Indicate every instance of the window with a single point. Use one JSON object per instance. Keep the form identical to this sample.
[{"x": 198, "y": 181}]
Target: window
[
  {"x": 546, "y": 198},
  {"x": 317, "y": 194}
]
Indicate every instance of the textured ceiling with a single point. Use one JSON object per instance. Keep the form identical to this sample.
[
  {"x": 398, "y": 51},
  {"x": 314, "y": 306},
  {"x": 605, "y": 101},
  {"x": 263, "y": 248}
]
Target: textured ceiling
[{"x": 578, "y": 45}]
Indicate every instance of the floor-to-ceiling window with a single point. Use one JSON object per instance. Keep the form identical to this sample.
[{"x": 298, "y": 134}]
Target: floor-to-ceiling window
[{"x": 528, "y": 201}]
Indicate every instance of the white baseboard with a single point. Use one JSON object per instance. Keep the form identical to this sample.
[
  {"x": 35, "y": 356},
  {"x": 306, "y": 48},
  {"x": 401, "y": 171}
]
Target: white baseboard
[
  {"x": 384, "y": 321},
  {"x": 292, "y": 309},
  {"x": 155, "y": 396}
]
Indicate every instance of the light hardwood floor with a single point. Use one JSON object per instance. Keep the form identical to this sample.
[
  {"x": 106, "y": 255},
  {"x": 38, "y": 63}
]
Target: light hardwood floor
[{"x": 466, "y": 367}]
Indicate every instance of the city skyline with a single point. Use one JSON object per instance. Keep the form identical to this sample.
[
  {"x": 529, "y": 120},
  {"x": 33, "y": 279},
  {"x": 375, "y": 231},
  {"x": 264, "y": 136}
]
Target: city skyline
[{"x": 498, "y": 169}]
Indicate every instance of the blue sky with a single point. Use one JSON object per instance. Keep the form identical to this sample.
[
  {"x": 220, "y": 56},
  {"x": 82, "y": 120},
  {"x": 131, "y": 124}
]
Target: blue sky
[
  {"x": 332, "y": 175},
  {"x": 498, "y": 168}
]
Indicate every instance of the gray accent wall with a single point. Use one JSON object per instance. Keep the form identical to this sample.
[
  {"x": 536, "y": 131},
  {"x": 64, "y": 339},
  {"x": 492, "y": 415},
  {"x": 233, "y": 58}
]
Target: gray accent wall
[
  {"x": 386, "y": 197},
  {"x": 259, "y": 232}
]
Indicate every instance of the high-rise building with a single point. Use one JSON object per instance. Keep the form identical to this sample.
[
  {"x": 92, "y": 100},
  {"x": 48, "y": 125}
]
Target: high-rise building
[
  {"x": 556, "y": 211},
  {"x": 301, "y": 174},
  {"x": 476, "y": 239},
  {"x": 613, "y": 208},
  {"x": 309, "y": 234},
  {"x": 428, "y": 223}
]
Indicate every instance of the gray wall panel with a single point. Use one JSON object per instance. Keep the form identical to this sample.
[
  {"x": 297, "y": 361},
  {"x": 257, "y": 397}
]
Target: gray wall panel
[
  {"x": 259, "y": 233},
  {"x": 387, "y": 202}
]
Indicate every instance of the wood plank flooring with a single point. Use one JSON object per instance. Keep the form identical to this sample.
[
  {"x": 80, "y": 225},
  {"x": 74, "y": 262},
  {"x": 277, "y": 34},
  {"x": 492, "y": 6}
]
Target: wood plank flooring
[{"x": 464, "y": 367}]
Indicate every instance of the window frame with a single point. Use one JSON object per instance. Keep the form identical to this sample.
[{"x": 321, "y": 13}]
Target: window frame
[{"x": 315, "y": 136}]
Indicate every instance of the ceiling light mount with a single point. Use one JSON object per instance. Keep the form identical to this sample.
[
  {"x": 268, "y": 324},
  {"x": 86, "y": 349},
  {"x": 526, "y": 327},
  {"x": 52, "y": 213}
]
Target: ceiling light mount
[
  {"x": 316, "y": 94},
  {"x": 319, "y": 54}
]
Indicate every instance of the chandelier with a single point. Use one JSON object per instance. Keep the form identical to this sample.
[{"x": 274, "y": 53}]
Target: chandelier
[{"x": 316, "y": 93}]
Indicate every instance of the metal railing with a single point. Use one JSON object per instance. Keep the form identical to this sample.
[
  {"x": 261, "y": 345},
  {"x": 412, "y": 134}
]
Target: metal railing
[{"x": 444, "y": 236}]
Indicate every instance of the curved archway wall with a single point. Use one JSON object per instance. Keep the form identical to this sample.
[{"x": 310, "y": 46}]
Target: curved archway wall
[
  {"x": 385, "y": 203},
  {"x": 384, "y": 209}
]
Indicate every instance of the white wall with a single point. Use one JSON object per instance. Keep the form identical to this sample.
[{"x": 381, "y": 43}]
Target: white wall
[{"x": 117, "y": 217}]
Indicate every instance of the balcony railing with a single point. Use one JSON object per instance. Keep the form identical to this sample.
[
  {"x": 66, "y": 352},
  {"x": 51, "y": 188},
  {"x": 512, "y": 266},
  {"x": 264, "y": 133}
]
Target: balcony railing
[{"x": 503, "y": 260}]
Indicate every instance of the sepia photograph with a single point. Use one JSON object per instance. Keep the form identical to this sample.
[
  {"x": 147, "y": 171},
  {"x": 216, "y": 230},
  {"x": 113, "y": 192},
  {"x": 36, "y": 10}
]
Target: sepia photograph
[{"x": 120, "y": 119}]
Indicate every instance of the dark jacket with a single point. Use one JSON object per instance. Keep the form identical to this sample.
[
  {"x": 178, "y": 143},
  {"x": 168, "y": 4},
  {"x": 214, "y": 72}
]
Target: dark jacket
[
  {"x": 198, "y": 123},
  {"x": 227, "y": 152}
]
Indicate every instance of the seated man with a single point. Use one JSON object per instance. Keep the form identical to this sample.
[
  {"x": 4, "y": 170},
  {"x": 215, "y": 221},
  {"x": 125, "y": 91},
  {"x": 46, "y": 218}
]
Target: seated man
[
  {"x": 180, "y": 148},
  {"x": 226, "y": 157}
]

---------------

● **Task prompt**: Set down each entry again, exactly as written.

● **Solution to the exercise**:
Indicate every instance of the window with a single point. Use one JSON object per instance. Keep the form identical to this sample.
[{"x": 198, "y": 181}]
Target: window
[
  {"x": 546, "y": 198},
  {"x": 317, "y": 194}
]
Indicate every instance of the textured ceiling with a single point. Use one JSON object per instance. Keep the form identical to this sample.
[
  {"x": 398, "y": 51},
  {"x": 314, "y": 306},
  {"x": 605, "y": 101},
  {"x": 263, "y": 248}
]
Target: textured ceiling
[{"x": 578, "y": 45}]
Indicate every instance of the floor-to-ceiling window with a single point. Use one JSON object per instance. Keep the form identical to this sample.
[{"x": 298, "y": 134}]
Target: floor-to-ceiling window
[{"x": 528, "y": 201}]
Indicate every instance of the white baseboard with a single point. Use one JSON object per instance. Keep the form identical to this sample.
[
  {"x": 35, "y": 356},
  {"x": 306, "y": 48},
  {"x": 401, "y": 171}
]
Target: white baseboard
[
  {"x": 384, "y": 321},
  {"x": 292, "y": 309},
  {"x": 155, "y": 396}
]
Indicate every instance of the light hardwood floor with a single point. Use one JSON object per instance. Keep the form identical to this sample.
[
  {"x": 106, "y": 255},
  {"x": 38, "y": 63}
]
Target: light hardwood floor
[{"x": 466, "y": 367}]
Indicate every instance of the city skyline with a single point. Use one JSON object per instance. Keep the form identical to this sample.
[
  {"x": 529, "y": 120},
  {"x": 33, "y": 279},
  {"x": 375, "y": 231},
  {"x": 264, "y": 136}
]
Target: city skyline
[{"x": 498, "y": 169}]
Indicate every instance of the blue sky with a single point. Use one JSON object per instance. Keep the form identical to this sample.
[
  {"x": 220, "y": 56},
  {"x": 82, "y": 120},
  {"x": 131, "y": 124}
]
Target: blue sky
[
  {"x": 332, "y": 175},
  {"x": 498, "y": 168}
]
Indicate every instance of the gray accent wall with a single point. Use one JSON object per instance. Keep the form identical to this sample.
[
  {"x": 536, "y": 131},
  {"x": 64, "y": 339},
  {"x": 492, "y": 415},
  {"x": 233, "y": 58}
]
Target: gray accent wall
[
  {"x": 386, "y": 197},
  {"x": 259, "y": 232}
]
Indicate every instance of the high-rise building with a single point. Use one JSON object per instance. Keep the form identical to this sample.
[
  {"x": 92, "y": 100},
  {"x": 48, "y": 125}
]
Target: high-rise building
[
  {"x": 556, "y": 211},
  {"x": 301, "y": 174},
  {"x": 476, "y": 239},
  {"x": 613, "y": 208},
  {"x": 309, "y": 234},
  {"x": 428, "y": 223}
]
Indicate every instance of the gray wall panel with a single point. Use one JSON object per instance. Keep the form identical to this sample.
[
  {"x": 297, "y": 361},
  {"x": 257, "y": 397}
]
Target: gray wall panel
[
  {"x": 259, "y": 233},
  {"x": 387, "y": 202}
]
Indicate every instance of the wood plank flooring with a single point. Use one JSON object per instance. Keep the form identical to this sample.
[
  {"x": 80, "y": 225},
  {"x": 74, "y": 262},
  {"x": 277, "y": 34},
  {"x": 492, "y": 6}
]
Target: wood plank flooring
[{"x": 464, "y": 367}]
Indicate every instance of the window frame with a single point. Use one JSON object per instance. Keep the form identical to this sample.
[{"x": 321, "y": 13}]
Target: window frame
[{"x": 315, "y": 136}]
Indicate every instance of the ceiling light mount with a single point. Use one JSON object per instance. Keep the form identical to this sample.
[
  {"x": 268, "y": 324},
  {"x": 86, "y": 349},
  {"x": 526, "y": 327},
  {"x": 52, "y": 213}
]
Target: ceiling light mount
[
  {"x": 316, "y": 94},
  {"x": 319, "y": 54}
]
Indicate every instance of the chandelier with a single point. Use one JSON object per instance. Keep the form identical to this sample.
[{"x": 274, "y": 53}]
Target: chandelier
[{"x": 316, "y": 93}]
Indicate every instance of the metal railing with a single point. Use one JSON object per instance. Keep the form identical to this sample.
[
  {"x": 261, "y": 345},
  {"x": 412, "y": 134}
]
Target: metal railing
[{"x": 444, "y": 236}]
Indicate every instance of the curved archway wall with a single point. Use one JSON object per instance. Keep the form identical to this sample.
[{"x": 310, "y": 46}]
Target: curved archway wall
[
  {"x": 385, "y": 203},
  {"x": 384, "y": 209}
]
Indicate every instance of the white wall with a single point. Use one JSON object per instance. Keep the form identical to this sample.
[{"x": 381, "y": 43}]
Target: white wall
[{"x": 117, "y": 217}]
Indicate every instance of the balcony railing with a single point. Use one JSON object per instance. Keep the form identical to this sample.
[
  {"x": 66, "y": 352},
  {"x": 51, "y": 188},
  {"x": 512, "y": 266},
  {"x": 264, "y": 133}
]
Target: balcony railing
[{"x": 503, "y": 260}]
Indicate every instance of the sepia photograph with a single point. Use one JSON object per instance. Keep the form identical to this sample.
[
  {"x": 147, "y": 171},
  {"x": 216, "y": 230},
  {"x": 113, "y": 192},
  {"x": 36, "y": 10}
]
Target: sepia photograph
[{"x": 120, "y": 119}]
Indicate every instance of the dark jacket with a single point. Use one JSON object per instance. Keep the form identical to this sample.
[
  {"x": 178, "y": 143},
  {"x": 168, "y": 4},
  {"x": 214, "y": 72}
]
Target: dark jacket
[
  {"x": 198, "y": 123},
  {"x": 227, "y": 152}
]
Indicate every instance of the seated man with a single point. Use one JSON object per instance. Keep the form identical to this sample.
[
  {"x": 4, "y": 170},
  {"x": 215, "y": 221},
  {"x": 125, "y": 91},
  {"x": 46, "y": 218}
]
Target: seated man
[
  {"x": 180, "y": 148},
  {"x": 226, "y": 157}
]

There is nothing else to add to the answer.